- **EXTRACTED TEXT**:

================================

Anér also represented Sweden at the Parliamentary Assemble of the Council of Europe in 1980-1983.

Anér coined the term Data Shadow, central to issues of data privacy law and politics. She mentions the terms for the first time (in print) in the Christian cultural magazine Vår Lösen in 1972, in an essay entitled "Dataskuggan" (the Data Shadow). The term has since become central to, and an established part of, computer science as well as debates on data privacy law, politics and ethics.

Anér was active for many years in the Swedish branch of Save the Children and was its chairman from 1978 to 1983.

== Christianity ==
Anér was a keen debater representing a Christian viewpoint, and spoke widely throughout Sweden in both churches and Liberal People's Party branches.

She published several Bible study and prayer books, including God's word and today's news (1969), God now: Kerstin Anér reads the Bible (1974), God here: a politician's prayer book (1977) and God's word in time (1981).

================================

- **STATED GOAL 1**: Which lines in the rows contain the string "shirt" with matching case? Return each of them.
None of the rows have any connection to the text on Kerstin Anér.

- **INPUT DATA**:
================================

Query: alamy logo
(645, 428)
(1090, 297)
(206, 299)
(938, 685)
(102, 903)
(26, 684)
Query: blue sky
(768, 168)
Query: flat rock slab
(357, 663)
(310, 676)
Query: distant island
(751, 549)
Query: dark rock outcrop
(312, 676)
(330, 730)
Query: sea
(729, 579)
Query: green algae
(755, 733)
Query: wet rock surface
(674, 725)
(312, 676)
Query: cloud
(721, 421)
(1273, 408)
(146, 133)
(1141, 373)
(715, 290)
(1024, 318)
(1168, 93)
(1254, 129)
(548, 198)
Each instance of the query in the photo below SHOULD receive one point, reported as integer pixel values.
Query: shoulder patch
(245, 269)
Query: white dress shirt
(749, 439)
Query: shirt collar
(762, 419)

================================

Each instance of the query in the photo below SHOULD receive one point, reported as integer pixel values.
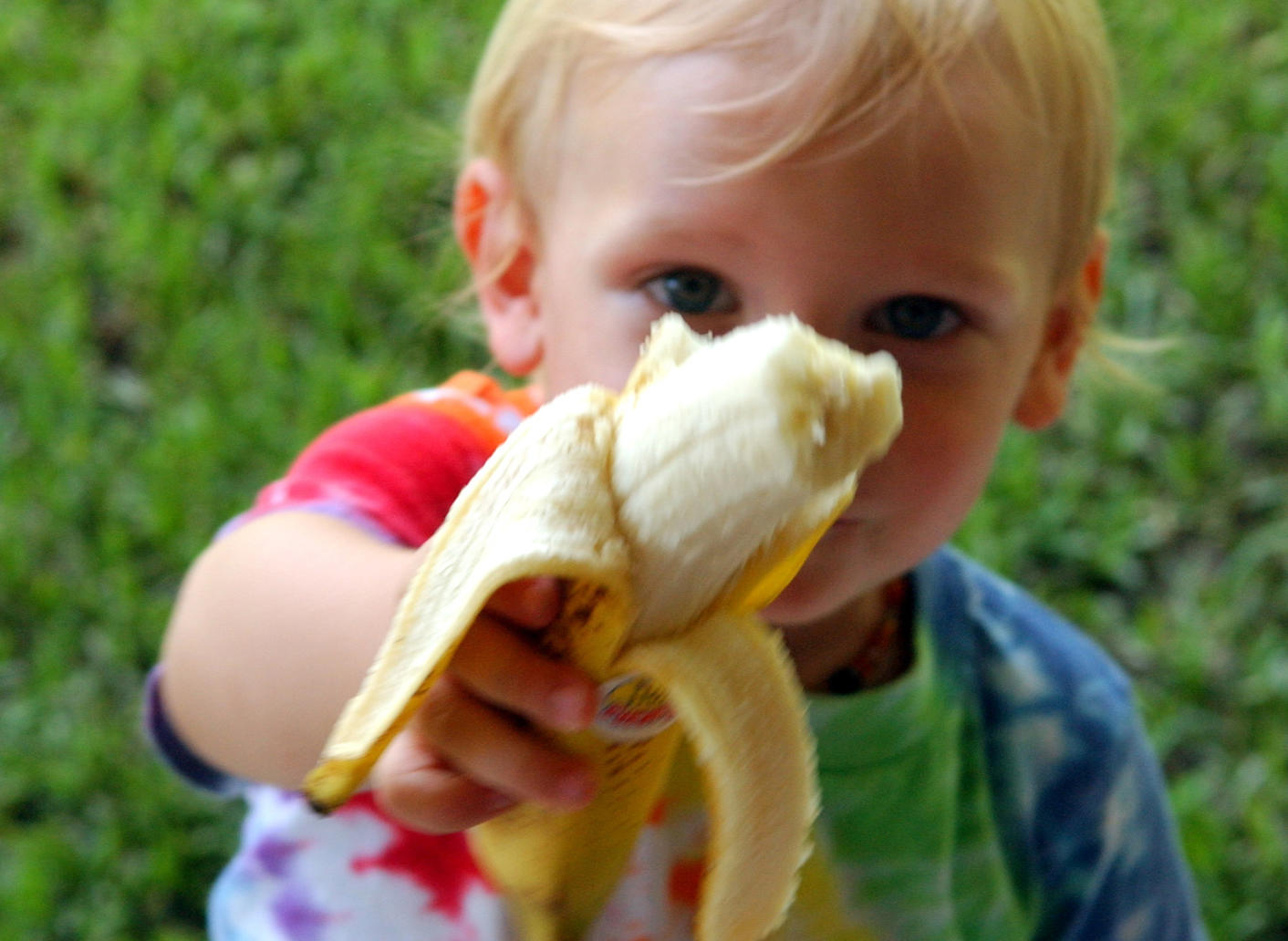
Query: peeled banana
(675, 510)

================================

- **STATED GOAL 2**: Can you return the part of the text on Kerstin Anér that starts at "Anér was active" and ends at "People's Party branches.", copied word for word?

- **WRITTEN REPLY 1**:
Query: white dress shirt
Query: shirt collar

- **WRITTEN REPLY 2**:
Anér was active for many years in the Swedish branch of Save the Children and was its chairman from 1978 to 1983.

== Christianity ==
Anér was a keen debater representing a Christian viewpoint, and spoke widely throughout Sweden in both churches and Liberal People's Party branches.